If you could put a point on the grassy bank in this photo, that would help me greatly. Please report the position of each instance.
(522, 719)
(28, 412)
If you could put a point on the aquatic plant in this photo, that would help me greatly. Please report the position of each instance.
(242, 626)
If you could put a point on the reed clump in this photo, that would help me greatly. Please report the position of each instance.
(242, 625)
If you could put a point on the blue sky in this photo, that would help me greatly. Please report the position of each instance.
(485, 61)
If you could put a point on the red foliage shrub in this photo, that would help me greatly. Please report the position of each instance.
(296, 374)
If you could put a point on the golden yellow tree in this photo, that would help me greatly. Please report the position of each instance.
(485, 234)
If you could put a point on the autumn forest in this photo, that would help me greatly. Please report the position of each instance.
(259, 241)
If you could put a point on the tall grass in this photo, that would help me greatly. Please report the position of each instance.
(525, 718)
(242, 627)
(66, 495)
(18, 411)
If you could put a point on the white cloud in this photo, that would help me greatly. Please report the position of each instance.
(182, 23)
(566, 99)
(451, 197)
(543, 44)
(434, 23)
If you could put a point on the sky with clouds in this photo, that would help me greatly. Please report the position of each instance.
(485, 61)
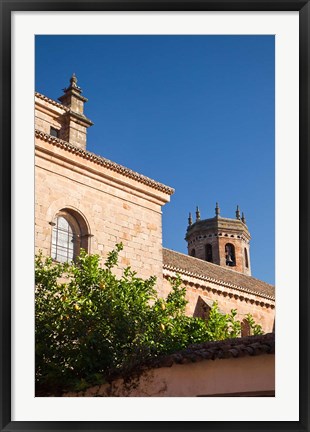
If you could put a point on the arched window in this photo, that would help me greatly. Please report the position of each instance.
(246, 259)
(230, 254)
(70, 233)
(209, 252)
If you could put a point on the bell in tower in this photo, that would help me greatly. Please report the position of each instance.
(221, 241)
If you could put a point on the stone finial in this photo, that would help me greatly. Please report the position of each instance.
(197, 213)
(238, 213)
(73, 80)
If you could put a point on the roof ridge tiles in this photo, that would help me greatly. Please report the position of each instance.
(104, 162)
(177, 267)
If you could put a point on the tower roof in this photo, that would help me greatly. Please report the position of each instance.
(219, 224)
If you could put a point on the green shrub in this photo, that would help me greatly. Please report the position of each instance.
(92, 325)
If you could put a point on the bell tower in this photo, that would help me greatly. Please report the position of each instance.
(221, 241)
(75, 123)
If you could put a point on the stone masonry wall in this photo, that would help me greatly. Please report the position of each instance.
(115, 209)
(262, 309)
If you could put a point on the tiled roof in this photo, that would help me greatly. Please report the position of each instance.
(104, 162)
(184, 264)
(229, 348)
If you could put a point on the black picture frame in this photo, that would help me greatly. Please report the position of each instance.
(7, 7)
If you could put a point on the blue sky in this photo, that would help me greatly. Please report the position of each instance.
(193, 112)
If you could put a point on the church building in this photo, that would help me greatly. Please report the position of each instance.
(83, 200)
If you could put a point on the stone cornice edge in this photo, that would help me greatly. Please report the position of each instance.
(103, 162)
(216, 281)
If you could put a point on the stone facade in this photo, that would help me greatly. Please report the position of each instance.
(105, 203)
(214, 369)
(109, 203)
(202, 291)
(219, 240)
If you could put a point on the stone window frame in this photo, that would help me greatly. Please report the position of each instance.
(79, 230)
(209, 252)
(233, 257)
(246, 258)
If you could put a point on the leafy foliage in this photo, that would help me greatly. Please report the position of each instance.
(91, 325)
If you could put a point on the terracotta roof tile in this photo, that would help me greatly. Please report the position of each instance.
(229, 348)
(113, 166)
(184, 264)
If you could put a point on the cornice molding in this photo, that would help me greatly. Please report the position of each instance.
(113, 166)
(222, 283)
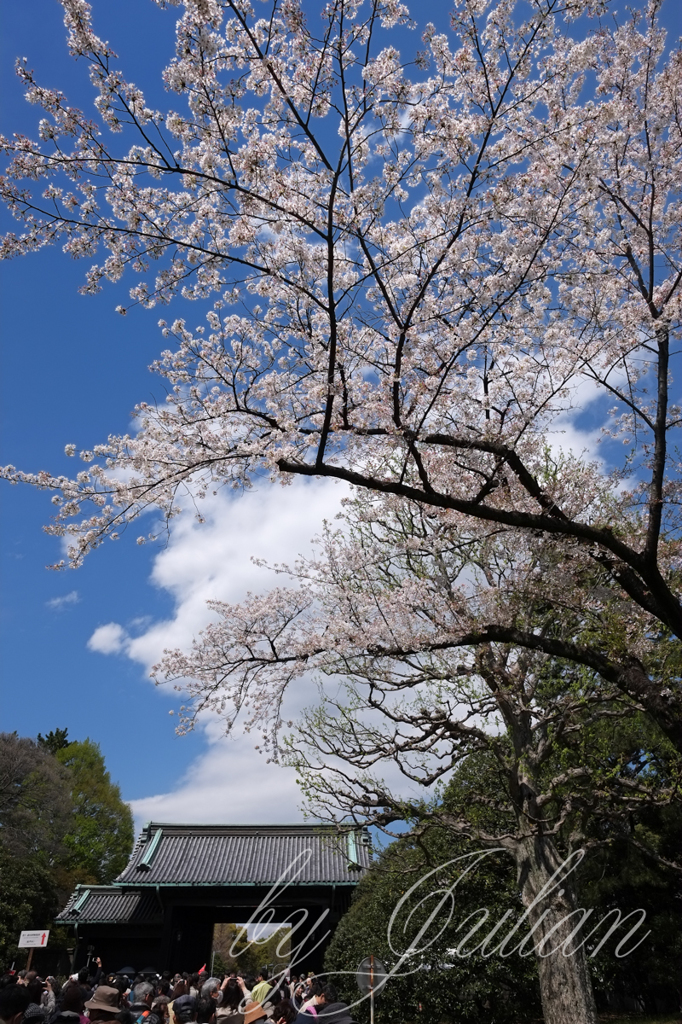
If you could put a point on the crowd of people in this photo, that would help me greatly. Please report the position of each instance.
(92, 996)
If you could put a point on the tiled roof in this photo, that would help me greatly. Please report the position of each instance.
(98, 904)
(172, 854)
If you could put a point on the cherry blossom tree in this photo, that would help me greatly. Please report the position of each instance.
(383, 615)
(421, 269)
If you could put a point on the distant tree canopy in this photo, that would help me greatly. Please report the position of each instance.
(101, 836)
(617, 873)
(62, 821)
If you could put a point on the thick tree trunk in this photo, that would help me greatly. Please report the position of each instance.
(565, 986)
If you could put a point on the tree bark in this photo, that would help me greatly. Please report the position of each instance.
(565, 986)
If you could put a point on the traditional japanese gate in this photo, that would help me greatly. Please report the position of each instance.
(181, 880)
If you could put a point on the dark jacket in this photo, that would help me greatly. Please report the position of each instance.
(329, 1013)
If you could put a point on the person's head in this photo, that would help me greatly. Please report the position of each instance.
(143, 992)
(327, 994)
(206, 1011)
(73, 1000)
(160, 1007)
(286, 1012)
(14, 1001)
(184, 1009)
(35, 987)
(210, 988)
(104, 1005)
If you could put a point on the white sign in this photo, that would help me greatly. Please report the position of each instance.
(32, 939)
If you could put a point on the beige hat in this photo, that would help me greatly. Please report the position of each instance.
(105, 998)
(256, 1012)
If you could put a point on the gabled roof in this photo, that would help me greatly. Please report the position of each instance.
(239, 855)
(110, 904)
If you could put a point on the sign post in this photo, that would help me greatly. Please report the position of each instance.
(33, 940)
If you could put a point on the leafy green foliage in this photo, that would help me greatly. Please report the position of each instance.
(434, 984)
(30, 899)
(100, 838)
(61, 821)
(54, 740)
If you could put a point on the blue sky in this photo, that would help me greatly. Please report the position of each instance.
(72, 371)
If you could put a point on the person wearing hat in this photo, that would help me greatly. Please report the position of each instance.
(104, 1005)
(34, 1014)
(184, 1009)
(13, 1004)
(255, 1012)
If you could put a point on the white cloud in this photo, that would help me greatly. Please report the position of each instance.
(230, 781)
(213, 559)
(109, 639)
(58, 603)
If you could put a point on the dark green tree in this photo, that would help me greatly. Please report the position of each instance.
(30, 899)
(54, 740)
(100, 837)
(35, 801)
(433, 984)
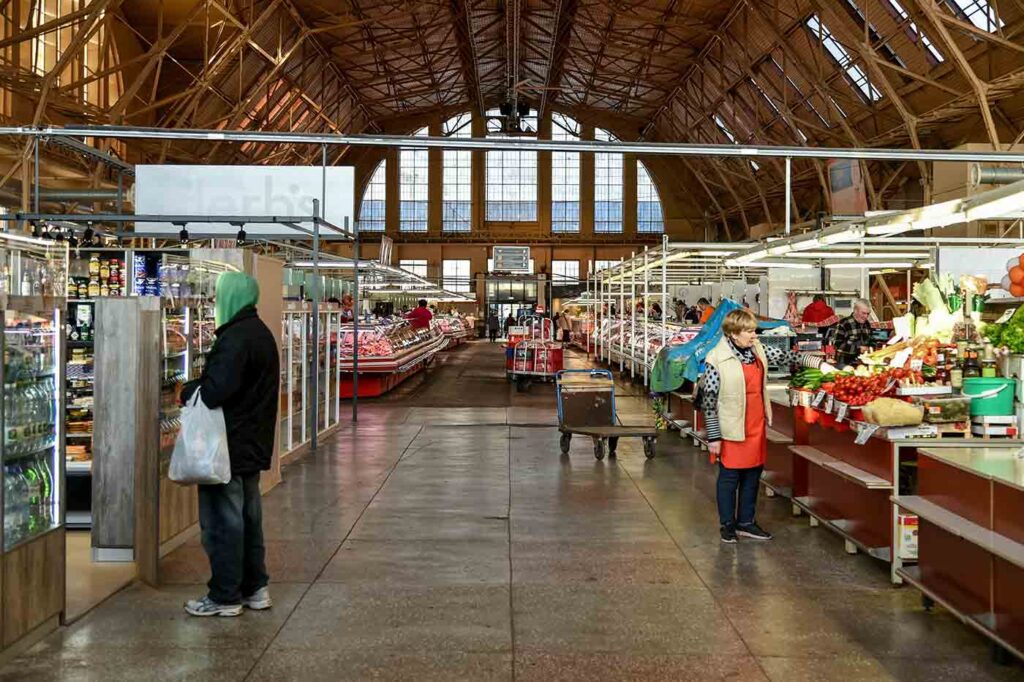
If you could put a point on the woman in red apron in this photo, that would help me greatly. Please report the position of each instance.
(736, 418)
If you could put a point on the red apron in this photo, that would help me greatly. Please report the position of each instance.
(754, 450)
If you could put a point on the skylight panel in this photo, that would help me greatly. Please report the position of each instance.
(775, 109)
(732, 138)
(883, 46)
(856, 75)
(979, 12)
(915, 34)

• **Required task**
Go to the line containing "If you could put a point on the person wearing" and set it down, along with every later line through the last one, exactly as written and without the pictures.

• **Reply to the exercise**
If you could put a point on the person wearing hat in this photo, that would help me greatly. Please report the position of each instance.
(104, 1005)
(34, 1014)
(184, 1009)
(13, 1004)
(255, 1012)
If you could put a point on the white cloud in this photo, that would help me greatly. Please report the position of each instance.
(230, 781)
(213, 559)
(109, 639)
(58, 603)
If you could put a point on the dark green tree in this photo, that would help me greatly. Please report the position of each instance.
(30, 899)
(54, 740)
(100, 837)
(35, 801)
(433, 984)
If you could put a point on the woman in red apron in this photo, that would help me greatly. Please report the position of each instance.
(736, 418)
If you could put a point on the red apron in this photo, that would help me greatly. Please report the position of each instance.
(754, 450)
If you could put a point on the skylight panel in this photo, that would help me greatly. Please report the position of each instance.
(775, 109)
(732, 138)
(883, 46)
(856, 75)
(979, 12)
(915, 34)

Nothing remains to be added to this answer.